## 所给文本:
学习python的第九天爬小说《爱情公寓》爬取章节标题、网页地址及章节内容，将爬取的内容保存到按章节名称对应文本文件中

本文链接：https://blog.csdn.net/qq_41138009/article/details/105520789

爬小说《爱情公寓》

学python的第九天（2020.04.14）

爬小说《爱情公寓》爬取章节标题、网页地址及章节内容，将爬取的内容保存到按章节名称对应文本文件中
这次轮到检测自己这几天的学习情况了，话不多说往下看。

网站内容（https://www.kanunu8.com/book2/10923/）

小说目录
在这里插入图片描述
章节内容

代码如下

#coding:utf-8
#coding: GBK
import re
import requests
import os  #创建文件夹需要引用os库
html =requests.get('https://www.kanunu8.com/book2/10923/').content.decode('gbk','ignore')  #注意 decode，这里很容易出现编码问题，吃过几次亏了
title =re.findall('<a href="1942...html">(.*?)</a></td>',html,re.S) #爬取章节
title_url =re.findall('<td width="25%"><a href="(.*?).html"',html,re.S)  #爬取章节地址
for i in range(len(title_url)):  #章节地址修正
    title_url[i]='https://www.kanunu8.com/book2/10923/'+ title_url[i]+'.html'
    print(title_url[i])

## 任务简述 1:
按照关于爬取《爱情公寓》的文章，这是学 Python 的第几天？
## 任务简述 2:
从关于爬取《爱情公寓》的文章最后一行之后接着往下写。
数据在此用不到。

## 数据清单:
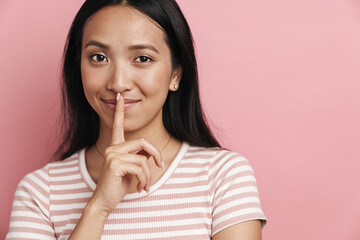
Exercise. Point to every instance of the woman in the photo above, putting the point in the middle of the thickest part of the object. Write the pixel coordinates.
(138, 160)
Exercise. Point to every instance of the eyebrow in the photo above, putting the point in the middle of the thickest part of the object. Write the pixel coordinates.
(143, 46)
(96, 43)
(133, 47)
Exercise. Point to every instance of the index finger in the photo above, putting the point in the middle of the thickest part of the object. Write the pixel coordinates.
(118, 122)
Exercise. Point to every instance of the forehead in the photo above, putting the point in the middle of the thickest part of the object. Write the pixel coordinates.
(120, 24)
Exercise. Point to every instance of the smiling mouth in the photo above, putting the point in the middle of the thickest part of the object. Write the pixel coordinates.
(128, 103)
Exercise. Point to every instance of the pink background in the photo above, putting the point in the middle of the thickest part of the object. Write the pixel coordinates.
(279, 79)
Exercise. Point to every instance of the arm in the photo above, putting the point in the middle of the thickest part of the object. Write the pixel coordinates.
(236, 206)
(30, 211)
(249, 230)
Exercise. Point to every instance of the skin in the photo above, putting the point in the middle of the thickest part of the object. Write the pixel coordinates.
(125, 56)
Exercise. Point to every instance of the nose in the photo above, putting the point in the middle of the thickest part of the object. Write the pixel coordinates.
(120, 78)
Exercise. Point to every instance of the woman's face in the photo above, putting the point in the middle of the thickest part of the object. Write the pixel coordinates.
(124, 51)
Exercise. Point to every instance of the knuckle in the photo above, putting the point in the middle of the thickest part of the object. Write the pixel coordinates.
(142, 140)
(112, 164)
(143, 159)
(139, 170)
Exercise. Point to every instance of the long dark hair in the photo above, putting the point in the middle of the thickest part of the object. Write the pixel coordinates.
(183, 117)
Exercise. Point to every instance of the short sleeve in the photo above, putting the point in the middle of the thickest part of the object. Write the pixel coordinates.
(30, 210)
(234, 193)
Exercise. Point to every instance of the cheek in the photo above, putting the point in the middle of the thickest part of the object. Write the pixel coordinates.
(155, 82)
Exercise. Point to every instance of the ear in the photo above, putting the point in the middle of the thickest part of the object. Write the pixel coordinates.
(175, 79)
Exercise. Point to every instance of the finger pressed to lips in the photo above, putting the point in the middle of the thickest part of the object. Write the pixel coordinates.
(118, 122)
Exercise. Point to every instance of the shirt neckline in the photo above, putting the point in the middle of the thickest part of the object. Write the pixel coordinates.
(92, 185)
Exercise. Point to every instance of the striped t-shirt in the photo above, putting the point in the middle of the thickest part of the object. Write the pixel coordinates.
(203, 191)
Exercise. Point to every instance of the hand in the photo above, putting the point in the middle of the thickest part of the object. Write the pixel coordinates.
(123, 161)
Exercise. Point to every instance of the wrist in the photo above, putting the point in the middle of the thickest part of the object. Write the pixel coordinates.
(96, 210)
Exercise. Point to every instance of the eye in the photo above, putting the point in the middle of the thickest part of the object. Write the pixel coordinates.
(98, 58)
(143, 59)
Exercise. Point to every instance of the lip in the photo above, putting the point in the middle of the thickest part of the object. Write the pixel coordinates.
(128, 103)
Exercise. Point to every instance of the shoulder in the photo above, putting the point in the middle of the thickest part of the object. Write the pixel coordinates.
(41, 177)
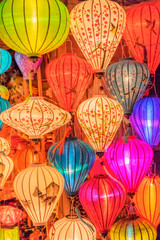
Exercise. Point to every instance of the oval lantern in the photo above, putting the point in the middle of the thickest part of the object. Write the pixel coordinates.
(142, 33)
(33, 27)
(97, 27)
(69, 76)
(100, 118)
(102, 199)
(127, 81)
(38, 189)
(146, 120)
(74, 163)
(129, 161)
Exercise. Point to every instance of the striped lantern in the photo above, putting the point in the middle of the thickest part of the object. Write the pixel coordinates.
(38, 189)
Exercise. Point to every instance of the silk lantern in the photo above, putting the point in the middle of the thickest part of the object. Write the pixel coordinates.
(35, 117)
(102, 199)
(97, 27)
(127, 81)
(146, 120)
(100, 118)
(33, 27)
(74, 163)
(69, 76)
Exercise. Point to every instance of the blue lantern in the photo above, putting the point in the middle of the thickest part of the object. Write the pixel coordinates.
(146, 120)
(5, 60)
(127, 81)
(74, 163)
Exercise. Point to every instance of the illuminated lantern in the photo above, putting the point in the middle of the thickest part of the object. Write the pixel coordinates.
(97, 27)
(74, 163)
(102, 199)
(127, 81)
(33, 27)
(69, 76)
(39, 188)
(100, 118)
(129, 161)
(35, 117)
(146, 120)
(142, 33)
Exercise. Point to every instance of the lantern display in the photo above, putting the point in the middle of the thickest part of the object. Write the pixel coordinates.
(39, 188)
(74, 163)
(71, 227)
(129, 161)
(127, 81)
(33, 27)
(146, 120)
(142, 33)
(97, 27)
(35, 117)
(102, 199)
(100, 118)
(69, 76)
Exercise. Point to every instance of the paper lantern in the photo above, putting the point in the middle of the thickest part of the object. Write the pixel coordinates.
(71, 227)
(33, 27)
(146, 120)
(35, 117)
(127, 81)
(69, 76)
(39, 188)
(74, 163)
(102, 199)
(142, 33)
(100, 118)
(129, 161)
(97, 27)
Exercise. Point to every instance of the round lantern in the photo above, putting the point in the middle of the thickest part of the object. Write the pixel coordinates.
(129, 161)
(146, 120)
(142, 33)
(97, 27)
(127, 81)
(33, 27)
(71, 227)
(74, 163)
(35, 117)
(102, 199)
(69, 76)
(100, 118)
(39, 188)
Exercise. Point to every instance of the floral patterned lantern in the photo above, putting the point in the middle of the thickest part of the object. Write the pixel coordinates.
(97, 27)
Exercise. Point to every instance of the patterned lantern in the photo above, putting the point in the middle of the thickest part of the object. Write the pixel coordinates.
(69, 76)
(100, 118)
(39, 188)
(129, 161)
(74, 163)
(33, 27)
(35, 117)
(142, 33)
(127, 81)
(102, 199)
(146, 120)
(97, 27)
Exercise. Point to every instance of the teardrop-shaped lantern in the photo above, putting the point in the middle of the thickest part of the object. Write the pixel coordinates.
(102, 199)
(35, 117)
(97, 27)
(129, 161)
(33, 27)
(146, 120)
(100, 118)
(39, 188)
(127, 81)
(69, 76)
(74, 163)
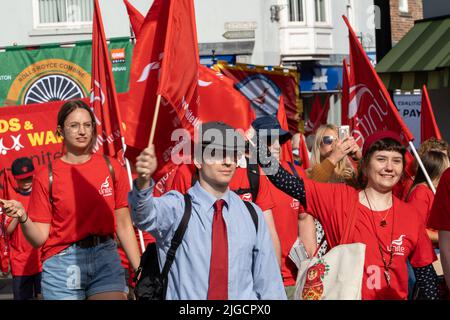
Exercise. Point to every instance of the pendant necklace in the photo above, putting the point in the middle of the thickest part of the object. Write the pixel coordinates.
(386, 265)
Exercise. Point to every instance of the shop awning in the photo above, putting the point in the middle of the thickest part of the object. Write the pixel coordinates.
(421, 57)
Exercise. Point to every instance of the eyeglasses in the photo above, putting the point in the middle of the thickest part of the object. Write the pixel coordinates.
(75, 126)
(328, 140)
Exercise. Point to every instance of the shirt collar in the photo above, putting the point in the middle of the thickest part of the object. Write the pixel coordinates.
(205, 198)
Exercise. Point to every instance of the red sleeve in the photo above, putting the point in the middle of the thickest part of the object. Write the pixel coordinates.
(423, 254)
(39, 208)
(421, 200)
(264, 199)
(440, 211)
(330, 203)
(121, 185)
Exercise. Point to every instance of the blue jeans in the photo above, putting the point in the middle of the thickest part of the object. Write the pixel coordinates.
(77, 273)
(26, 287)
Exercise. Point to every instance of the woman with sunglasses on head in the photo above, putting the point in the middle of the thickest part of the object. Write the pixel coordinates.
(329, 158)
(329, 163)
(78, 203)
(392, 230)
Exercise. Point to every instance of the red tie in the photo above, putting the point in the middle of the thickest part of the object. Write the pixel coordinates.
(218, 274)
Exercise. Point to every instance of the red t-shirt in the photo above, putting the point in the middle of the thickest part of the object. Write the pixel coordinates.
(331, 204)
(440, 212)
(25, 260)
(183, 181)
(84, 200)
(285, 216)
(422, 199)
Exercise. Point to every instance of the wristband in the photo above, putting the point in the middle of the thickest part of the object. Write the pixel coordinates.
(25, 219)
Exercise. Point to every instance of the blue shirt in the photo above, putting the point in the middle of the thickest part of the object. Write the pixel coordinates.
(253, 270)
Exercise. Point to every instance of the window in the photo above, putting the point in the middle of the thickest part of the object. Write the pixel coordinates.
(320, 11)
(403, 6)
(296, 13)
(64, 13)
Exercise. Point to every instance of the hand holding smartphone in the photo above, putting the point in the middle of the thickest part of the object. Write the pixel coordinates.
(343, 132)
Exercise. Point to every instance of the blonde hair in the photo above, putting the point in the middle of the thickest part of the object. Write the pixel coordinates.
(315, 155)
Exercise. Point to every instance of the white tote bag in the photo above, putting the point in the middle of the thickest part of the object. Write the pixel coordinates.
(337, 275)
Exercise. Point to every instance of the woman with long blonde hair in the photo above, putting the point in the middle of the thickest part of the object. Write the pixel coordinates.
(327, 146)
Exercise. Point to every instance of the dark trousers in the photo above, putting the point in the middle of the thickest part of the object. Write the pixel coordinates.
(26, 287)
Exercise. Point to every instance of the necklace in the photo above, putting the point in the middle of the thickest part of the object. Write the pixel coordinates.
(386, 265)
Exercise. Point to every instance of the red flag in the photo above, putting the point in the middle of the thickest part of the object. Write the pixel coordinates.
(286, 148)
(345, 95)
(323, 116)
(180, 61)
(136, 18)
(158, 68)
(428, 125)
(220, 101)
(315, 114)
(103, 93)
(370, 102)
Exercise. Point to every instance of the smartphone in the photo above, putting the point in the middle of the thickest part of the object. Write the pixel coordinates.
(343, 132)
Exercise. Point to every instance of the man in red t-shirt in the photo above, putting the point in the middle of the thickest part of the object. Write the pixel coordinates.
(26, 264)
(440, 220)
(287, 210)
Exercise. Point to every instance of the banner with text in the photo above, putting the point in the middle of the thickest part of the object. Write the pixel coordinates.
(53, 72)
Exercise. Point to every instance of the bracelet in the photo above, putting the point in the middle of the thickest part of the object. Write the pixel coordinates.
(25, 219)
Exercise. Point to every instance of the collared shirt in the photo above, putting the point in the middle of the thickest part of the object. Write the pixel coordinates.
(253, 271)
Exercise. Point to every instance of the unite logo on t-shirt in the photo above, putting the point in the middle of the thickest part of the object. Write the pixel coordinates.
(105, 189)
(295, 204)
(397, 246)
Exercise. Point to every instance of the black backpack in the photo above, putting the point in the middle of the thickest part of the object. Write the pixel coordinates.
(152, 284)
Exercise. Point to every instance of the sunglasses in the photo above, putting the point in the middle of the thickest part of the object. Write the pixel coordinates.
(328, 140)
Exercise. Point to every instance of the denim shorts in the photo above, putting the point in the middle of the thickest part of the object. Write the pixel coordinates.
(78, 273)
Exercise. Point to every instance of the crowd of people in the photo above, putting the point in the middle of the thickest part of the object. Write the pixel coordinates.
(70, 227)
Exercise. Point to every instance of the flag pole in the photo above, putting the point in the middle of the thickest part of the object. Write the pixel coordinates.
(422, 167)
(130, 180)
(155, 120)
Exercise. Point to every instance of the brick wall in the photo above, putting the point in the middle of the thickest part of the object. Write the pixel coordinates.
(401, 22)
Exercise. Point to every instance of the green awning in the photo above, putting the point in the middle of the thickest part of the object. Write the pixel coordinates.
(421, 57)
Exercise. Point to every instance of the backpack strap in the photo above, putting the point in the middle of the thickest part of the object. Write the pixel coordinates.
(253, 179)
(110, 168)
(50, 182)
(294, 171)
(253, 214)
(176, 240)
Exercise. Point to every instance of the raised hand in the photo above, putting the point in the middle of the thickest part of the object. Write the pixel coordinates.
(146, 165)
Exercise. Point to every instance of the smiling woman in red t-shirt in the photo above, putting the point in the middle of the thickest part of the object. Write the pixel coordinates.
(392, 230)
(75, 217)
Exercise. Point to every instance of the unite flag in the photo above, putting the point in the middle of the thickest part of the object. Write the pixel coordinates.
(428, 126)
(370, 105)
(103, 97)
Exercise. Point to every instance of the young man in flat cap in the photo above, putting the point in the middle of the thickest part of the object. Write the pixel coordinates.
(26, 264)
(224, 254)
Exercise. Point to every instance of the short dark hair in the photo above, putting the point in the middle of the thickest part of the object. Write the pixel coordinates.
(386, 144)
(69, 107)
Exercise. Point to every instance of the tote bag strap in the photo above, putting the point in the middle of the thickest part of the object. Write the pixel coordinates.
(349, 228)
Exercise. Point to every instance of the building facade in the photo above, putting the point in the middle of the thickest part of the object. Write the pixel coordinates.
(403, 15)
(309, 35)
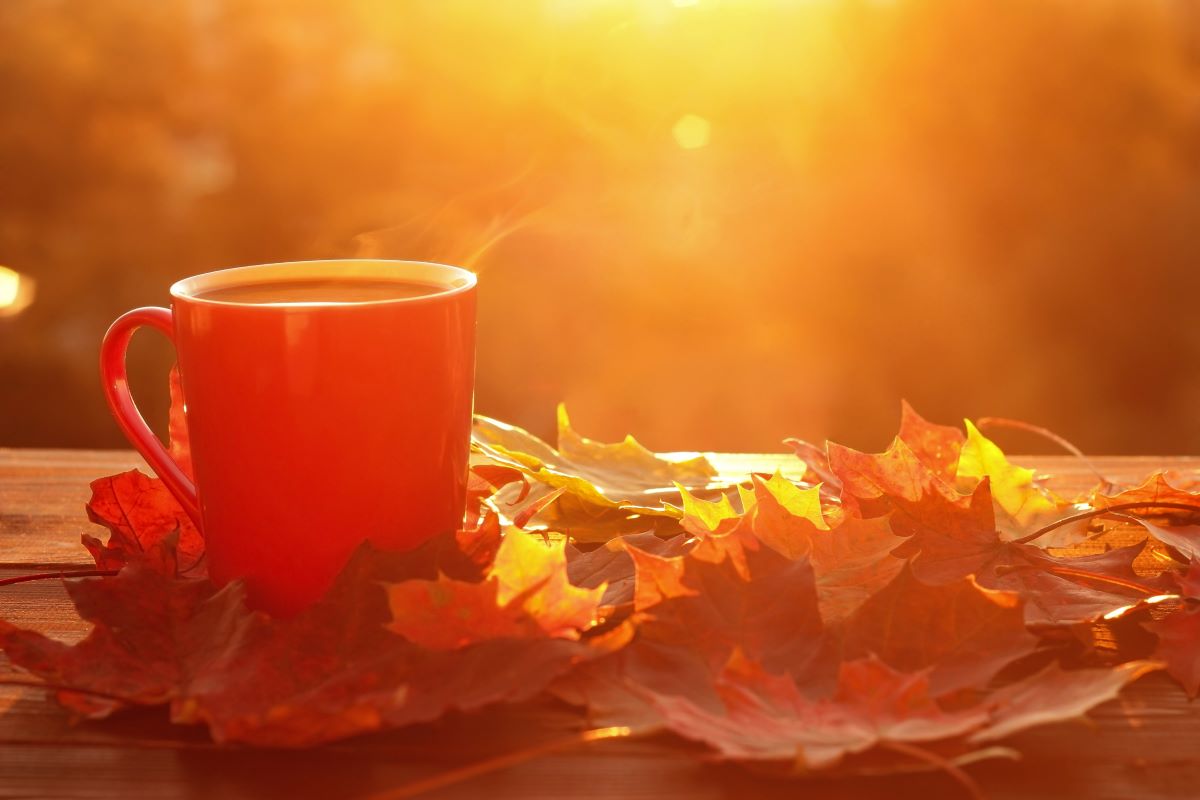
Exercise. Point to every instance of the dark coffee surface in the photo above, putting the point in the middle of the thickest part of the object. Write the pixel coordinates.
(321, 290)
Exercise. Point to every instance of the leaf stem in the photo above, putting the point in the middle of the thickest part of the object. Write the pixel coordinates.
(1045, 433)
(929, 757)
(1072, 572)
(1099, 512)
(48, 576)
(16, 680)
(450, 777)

## 正确答案 1:
第九天（2020.04.14）。

## 正确答案 2:
os.makedirs('爱情公寓1',exist_ok=True) #新建文件夹爱情公寓1，如果不存在就创建
# 开始使用单线程进行章节内容爬取，爬取规则：将获取的内容根据章节名称新建文本文件，并把内容保存到文件中
for i in range(len(title_url)):
    # file_path =os.path.join('爱情公寓1',title[i],'.txt')
    content_html =requests.get(title_url[i]).content.decode('gbk','ignore')  #爬取章节网页保存到变量中
    content =re.search('<p>(.*?)</p>',content_html,re.S).group(1) #获取正文内容
    content =content.replace('&nbsp;&nbsp;&nbsp;&nbsp;','')
    content = content.replace('<br />', '')
    with open(os.path.join('爱情公寓1',title[i]+'.txt'),'w',encoding='utf-8')as f:
        f.write(format(content))